Text provided —

<<<<

New Novella about a band coming soon.

Hi Folks

Happy new year and all that. It's good to be back and I'm looking forward to a productive 2012.

Over the break I had some good sales of Kujira. Memoirs of a Vending Machine went berserk and Bug had some good promotional downloads on Kindle. I've been  in and out of various category rankings and am satisfied with the turnover –– although more sales for a price would have been a nice surprise. How to Solve a Rubix Cube is popular although a formatting problem has stopped it from being shipped off to Apple, Kobo and Barnes and Noble etc. I'll fix this soon but it doesn't affect the ability to download it from Smashwords and it is FREE.

So... In the mean-time, I've been working on my next novella about a band. It is actually a re-write of something done some time ago. I am working page by page, adding dialogue where there wasn't any and adding to the narration as a more interesting way to tell the story comes to mind. I have decided to keep you all informed of its progress and to post little snippets from time to time. If you have anything to say or to add as I do, then I may be able to incorporate it into the story so that when it is finished it is definitely something that you would like to read. Of course, if you contribute, you get it for free.

I got this idea from a UK site where authors pitch at readers with an outline of the story that they want to write. Readers elect to follow authors based on this and when the numbers reach critical mass, the author begins to write for the readers who have pledged to read.  For anyone interested, the site is called Unbound Books and I attach a link for you.

>>>>

Given problem —
Revise the post's passage starting at the words "Over the break" and stopping after "it is FREE.", with "promotional downloads" changed to "free downloads". The lines after this have no connection to the post about the upcoming novella.

Boundary labeling lines
<<<<

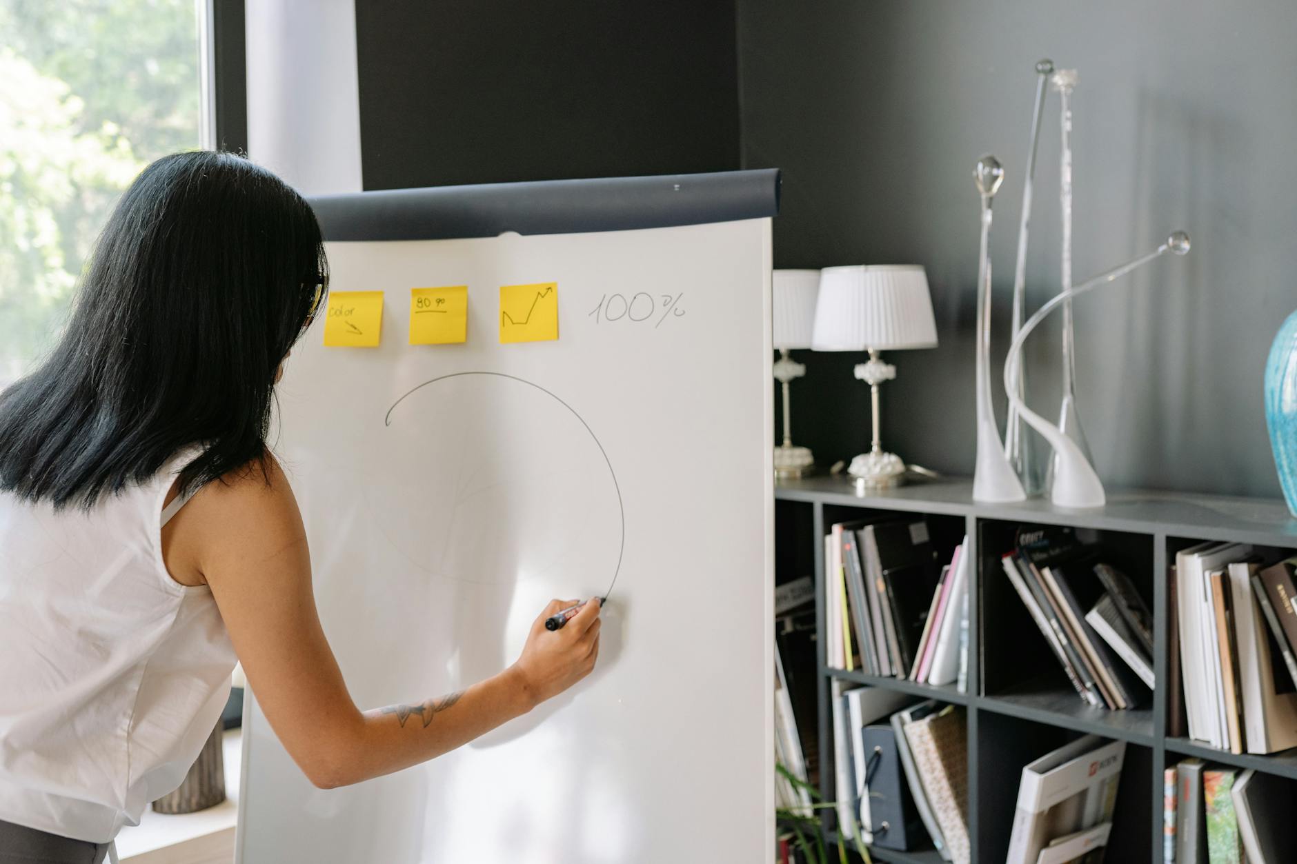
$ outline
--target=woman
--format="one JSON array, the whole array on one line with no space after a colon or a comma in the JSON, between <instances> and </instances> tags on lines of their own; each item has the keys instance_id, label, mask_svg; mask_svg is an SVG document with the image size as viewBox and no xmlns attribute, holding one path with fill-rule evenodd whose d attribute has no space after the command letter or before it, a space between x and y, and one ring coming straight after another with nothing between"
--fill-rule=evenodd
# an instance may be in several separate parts
<instances>
[{"instance_id":1,"label":"woman","mask_svg":"<svg viewBox=\"0 0 1297 864\"><path fill-rule=\"evenodd\" d=\"M313 784L453 750L594 668L598 602L463 693L361 711L320 629L274 385L323 304L310 206L226 153L147 167L67 331L0 394L0 864L102 860L183 780L235 659ZM433 610L429 610L429 615Z\"/></svg>"}]
</instances>

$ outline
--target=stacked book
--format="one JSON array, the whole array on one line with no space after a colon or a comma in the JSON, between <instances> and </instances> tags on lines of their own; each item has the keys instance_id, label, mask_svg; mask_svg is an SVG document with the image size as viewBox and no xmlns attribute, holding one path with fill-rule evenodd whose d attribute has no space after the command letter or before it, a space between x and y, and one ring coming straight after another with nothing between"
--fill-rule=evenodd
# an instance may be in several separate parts
<instances>
[{"instance_id":1,"label":"stacked book","mask_svg":"<svg viewBox=\"0 0 1297 864\"><path fill-rule=\"evenodd\" d=\"M1297 558L1275 557L1200 544L1175 555L1169 581L1189 737L1231 752L1297 746Z\"/></svg>"},{"instance_id":2,"label":"stacked book","mask_svg":"<svg viewBox=\"0 0 1297 864\"><path fill-rule=\"evenodd\" d=\"M809 576L774 590L776 807L812 815L816 765L815 584ZM786 772L786 773L785 773Z\"/></svg>"},{"instance_id":3,"label":"stacked book","mask_svg":"<svg viewBox=\"0 0 1297 864\"><path fill-rule=\"evenodd\" d=\"M1257 771L1185 759L1162 789L1166 864L1280 864L1297 850L1292 784Z\"/></svg>"},{"instance_id":4,"label":"stacked book","mask_svg":"<svg viewBox=\"0 0 1297 864\"><path fill-rule=\"evenodd\" d=\"M935 848L966 864L968 732L962 708L833 681L839 830L875 848Z\"/></svg>"},{"instance_id":5,"label":"stacked book","mask_svg":"<svg viewBox=\"0 0 1297 864\"><path fill-rule=\"evenodd\" d=\"M1022 769L1005 864L1100 864L1126 743L1086 736Z\"/></svg>"},{"instance_id":6,"label":"stacked book","mask_svg":"<svg viewBox=\"0 0 1297 864\"><path fill-rule=\"evenodd\" d=\"M825 537L827 664L935 685L966 677L966 547L965 540L943 567L922 518L833 525Z\"/></svg>"},{"instance_id":7,"label":"stacked book","mask_svg":"<svg viewBox=\"0 0 1297 864\"><path fill-rule=\"evenodd\" d=\"M1080 698L1132 708L1153 689L1153 616L1101 546L1071 528L1019 528L1000 558L1023 606Z\"/></svg>"}]
</instances>

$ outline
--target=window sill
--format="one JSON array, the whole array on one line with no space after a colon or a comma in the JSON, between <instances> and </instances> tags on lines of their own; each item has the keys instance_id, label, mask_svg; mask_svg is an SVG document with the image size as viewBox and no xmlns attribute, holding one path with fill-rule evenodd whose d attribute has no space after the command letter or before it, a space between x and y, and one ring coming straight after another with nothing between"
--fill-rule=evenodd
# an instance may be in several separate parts
<instances>
[{"instance_id":1,"label":"window sill","mask_svg":"<svg viewBox=\"0 0 1297 864\"><path fill-rule=\"evenodd\" d=\"M239 760L243 730L224 733L226 799L196 813L169 816L147 808L140 824L117 835L123 864L230 864L235 856L239 816Z\"/></svg>"}]
</instances>

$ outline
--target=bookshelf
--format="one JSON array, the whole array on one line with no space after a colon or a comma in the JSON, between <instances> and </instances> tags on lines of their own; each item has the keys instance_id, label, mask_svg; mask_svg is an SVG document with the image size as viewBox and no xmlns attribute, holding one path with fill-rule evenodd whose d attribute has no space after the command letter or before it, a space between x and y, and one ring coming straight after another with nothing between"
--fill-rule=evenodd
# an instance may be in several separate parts
<instances>
[{"instance_id":1,"label":"bookshelf","mask_svg":"<svg viewBox=\"0 0 1297 864\"><path fill-rule=\"evenodd\" d=\"M885 688L965 706L968 711L969 839L974 864L1003 861L1008 851L1022 765L1080 736L1097 734L1128 743L1117 799L1109 860L1162 863L1162 769L1198 756L1239 768L1254 768L1297 782L1297 749L1268 756L1236 755L1187 738L1167 728L1167 564L1175 553L1200 541L1249 542L1297 547L1297 520L1279 499L1121 490L1097 510L1064 510L1048 499L1009 505L973 501L968 479L916 481L885 492L857 492L850 479L818 476L776 485L777 575L812 573L816 629L825 615L822 537L835 522L869 514L923 514L943 554L968 534L977 562L970 572L968 693L955 685L846 672L817 666L817 736L820 791L835 799L829 681ZM1153 658L1157 686L1152 704L1134 711L1102 711L1082 703L1045 647L1022 602L999 566L1019 524L1071 525L1099 534L1122 559L1154 614ZM825 812L833 837L835 816ZM936 852L872 850L874 860L935 864Z\"/></svg>"}]
</instances>

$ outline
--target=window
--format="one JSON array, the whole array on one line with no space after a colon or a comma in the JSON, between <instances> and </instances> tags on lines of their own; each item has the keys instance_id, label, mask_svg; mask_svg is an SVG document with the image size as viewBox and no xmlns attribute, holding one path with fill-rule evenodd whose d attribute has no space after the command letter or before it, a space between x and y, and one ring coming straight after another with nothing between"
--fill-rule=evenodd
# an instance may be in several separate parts
<instances>
[{"instance_id":1,"label":"window","mask_svg":"<svg viewBox=\"0 0 1297 864\"><path fill-rule=\"evenodd\" d=\"M0 0L0 387L53 345L113 204L210 139L208 0Z\"/></svg>"}]
</instances>

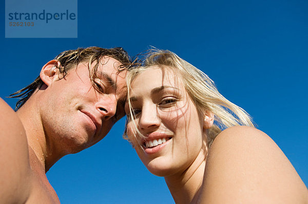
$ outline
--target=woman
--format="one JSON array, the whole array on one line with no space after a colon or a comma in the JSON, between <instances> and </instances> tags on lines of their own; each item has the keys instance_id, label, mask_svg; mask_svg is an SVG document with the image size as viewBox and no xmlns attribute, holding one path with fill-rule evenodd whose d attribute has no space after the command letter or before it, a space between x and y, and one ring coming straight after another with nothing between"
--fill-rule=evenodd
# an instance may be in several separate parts
<instances>
[{"instance_id":1,"label":"woman","mask_svg":"<svg viewBox=\"0 0 308 204\"><path fill-rule=\"evenodd\" d=\"M308 203L279 147L200 70L159 50L127 83L126 136L176 203Z\"/></svg>"}]
</instances>

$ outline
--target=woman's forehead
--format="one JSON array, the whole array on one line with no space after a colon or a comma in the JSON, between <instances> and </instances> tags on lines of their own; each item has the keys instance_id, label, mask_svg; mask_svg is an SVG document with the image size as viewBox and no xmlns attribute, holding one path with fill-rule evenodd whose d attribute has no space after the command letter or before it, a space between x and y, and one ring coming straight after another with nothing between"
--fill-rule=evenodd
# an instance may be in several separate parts
<instances>
[{"instance_id":1,"label":"woman's forehead","mask_svg":"<svg viewBox=\"0 0 308 204\"><path fill-rule=\"evenodd\" d=\"M131 83L131 88L147 85L171 86L179 87L182 85L182 77L172 68L152 66L139 72Z\"/></svg>"}]
</instances>

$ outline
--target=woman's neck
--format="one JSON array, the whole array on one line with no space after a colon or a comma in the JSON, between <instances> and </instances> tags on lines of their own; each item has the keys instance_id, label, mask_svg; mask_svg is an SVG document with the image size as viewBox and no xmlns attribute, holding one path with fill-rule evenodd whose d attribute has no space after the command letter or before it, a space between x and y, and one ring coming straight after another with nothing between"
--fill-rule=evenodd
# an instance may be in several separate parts
<instances>
[{"instance_id":1,"label":"woman's neck","mask_svg":"<svg viewBox=\"0 0 308 204\"><path fill-rule=\"evenodd\" d=\"M165 177L176 203L189 203L197 197L202 185L207 151L201 151L185 171Z\"/></svg>"}]
</instances>

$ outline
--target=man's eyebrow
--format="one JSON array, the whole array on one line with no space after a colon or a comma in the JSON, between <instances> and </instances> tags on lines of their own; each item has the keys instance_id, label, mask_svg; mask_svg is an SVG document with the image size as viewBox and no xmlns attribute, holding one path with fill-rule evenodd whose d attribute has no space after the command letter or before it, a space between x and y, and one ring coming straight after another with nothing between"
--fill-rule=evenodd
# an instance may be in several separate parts
<instances>
[{"instance_id":1,"label":"man's eyebrow","mask_svg":"<svg viewBox=\"0 0 308 204\"><path fill-rule=\"evenodd\" d=\"M107 83L110 83L111 85L111 87L112 87L114 90L117 90L117 83L116 83L116 81L114 81L114 80L112 79L111 77L110 77L110 76L107 74L99 70L97 71L97 75L101 78L102 77L105 78L106 81Z\"/></svg>"},{"instance_id":2,"label":"man's eyebrow","mask_svg":"<svg viewBox=\"0 0 308 204\"><path fill-rule=\"evenodd\" d=\"M167 89L167 88L171 88L172 89L174 89L177 91L180 90L179 89L178 89L177 88L176 88L176 87L171 87L170 86L162 86L161 87L155 88L154 89L152 89L152 90L151 91L151 95L159 93L159 92L163 90L164 89ZM132 96L129 98L129 100L131 101L136 101L136 100L137 100L137 97L136 96Z\"/></svg>"}]
</instances>

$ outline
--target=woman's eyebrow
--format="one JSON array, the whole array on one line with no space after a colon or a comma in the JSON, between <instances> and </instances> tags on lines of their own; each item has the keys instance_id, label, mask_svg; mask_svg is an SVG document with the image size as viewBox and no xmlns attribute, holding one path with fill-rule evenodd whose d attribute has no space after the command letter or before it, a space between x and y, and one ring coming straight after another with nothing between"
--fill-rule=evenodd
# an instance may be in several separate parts
<instances>
[{"instance_id":1,"label":"woman's eyebrow","mask_svg":"<svg viewBox=\"0 0 308 204\"><path fill-rule=\"evenodd\" d=\"M165 89L172 89L176 91L180 90L179 89L176 87L171 87L170 86L162 86L161 87L155 88L153 89L152 89L152 90L151 91L151 95L159 93L160 91ZM132 96L129 98L129 100L130 100L131 101L136 101L137 100L137 97L136 96Z\"/></svg>"},{"instance_id":2,"label":"woman's eyebrow","mask_svg":"<svg viewBox=\"0 0 308 204\"><path fill-rule=\"evenodd\" d=\"M154 89L152 89L151 91L151 94L155 94L167 88L171 88L172 89L175 89L177 91L180 90L180 89L178 89L177 88L171 87L170 86L162 86L161 87L155 88Z\"/></svg>"}]
</instances>

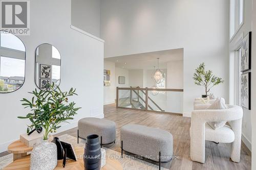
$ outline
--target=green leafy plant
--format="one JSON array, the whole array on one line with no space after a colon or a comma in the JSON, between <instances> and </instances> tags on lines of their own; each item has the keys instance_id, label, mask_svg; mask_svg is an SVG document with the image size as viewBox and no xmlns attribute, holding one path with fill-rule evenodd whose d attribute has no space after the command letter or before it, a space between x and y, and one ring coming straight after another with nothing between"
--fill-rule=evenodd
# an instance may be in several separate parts
<instances>
[{"instance_id":1,"label":"green leafy plant","mask_svg":"<svg viewBox=\"0 0 256 170\"><path fill-rule=\"evenodd\" d=\"M205 70L204 63L200 64L196 69L196 72L194 74L193 79L195 84L198 86L204 86L205 89L205 95L214 86L220 83L223 83L224 80L222 78L216 77L212 74L212 71Z\"/></svg>"},{"instance_id":2,"label":"green leafy plant","mask_svg":"<svg viewBox=\"0 0 256 170\"><path fill-rule=\"evenodd\" d=\"M59 124L73 119L72 117L81 108L75 108L75 103L73 102L68 103L69 96L77 95L75 93L75 89L71 88L69 92L62 92L54 83L50 86L49 90L37 91L35 89L32 92L29 92L34 95L32 99L29 101L24 98L20 101L25 108L30 107L31 112L25 117L18 117L28 118L31 122L32 124L28 126L27 133L34 128L38 129L42 127L45 130L44 140L48 139L50 132L56 132L56 129L61 127Z\"/></svg>"}]
</instances>

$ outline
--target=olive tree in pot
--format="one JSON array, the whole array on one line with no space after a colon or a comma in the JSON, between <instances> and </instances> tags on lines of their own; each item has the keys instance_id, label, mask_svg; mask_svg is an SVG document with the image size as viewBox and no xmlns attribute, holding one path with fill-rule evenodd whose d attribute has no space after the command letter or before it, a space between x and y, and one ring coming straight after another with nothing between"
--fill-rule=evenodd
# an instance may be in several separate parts
<instances>
[{"instance_id":1,"label":"olive tree in pot","mask_svg":"<svg viewBox=\"0 0 256 170\"><path fill-rule=\"evenodd\" d=\"M31 170L52 170L56 167L57 147L48 141L49 134L56 132L61 127L61 123L73 119L80 108L75 107L75 103L73 102L69 103L69 96L77 95L76 89L71 88L68 92L62 92L54 84L50 86L49 90L38 91L36 89L29 92L34 95L31 100L21 100L25 108L31 109L26 116L18 117L28 118L31 122L31 125L28 126L27 133L33 128L38 129L41 127L45 130L42 143L34 147L31 153Z\"/></svg>"},{"instance_id":2,"label":"olive tree in pot","mask_svg":"<svg viewBox=\"0 0 256 170\"><path fill-rule=\"evenodd\" d=\"M224 82L222 78L214 75L212 71L205 70L205 67L204 63L200 64L196 69L193 77L196 85L202 86L205 88L205 94L202 95L202 98L206 98L211 88Z\"/></svg>"}]
</instances>

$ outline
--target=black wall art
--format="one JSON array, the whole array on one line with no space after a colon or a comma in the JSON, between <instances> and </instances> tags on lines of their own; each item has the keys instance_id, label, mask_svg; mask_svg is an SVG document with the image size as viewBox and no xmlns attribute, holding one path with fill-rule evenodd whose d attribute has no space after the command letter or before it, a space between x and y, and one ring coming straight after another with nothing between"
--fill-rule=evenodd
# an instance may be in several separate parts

>>>>

The reply —
Over the break I had some good sales of Kujira. Memoirs of a Vending Machine went berserk and Bug had some good free downloads on Kindle. I've been  in and out of various category rankings and am satisfied with the turnover –– although more sales for a price would have been a nice surprise. How to Solve a Rubix Cube is popular although a formatting problem has stopped it from being shipped off to Apple, Kobo and Barnes and Noble etc. I'll fix this soon but it doesn't affect the ability to download it from Smashwords and it is FREE.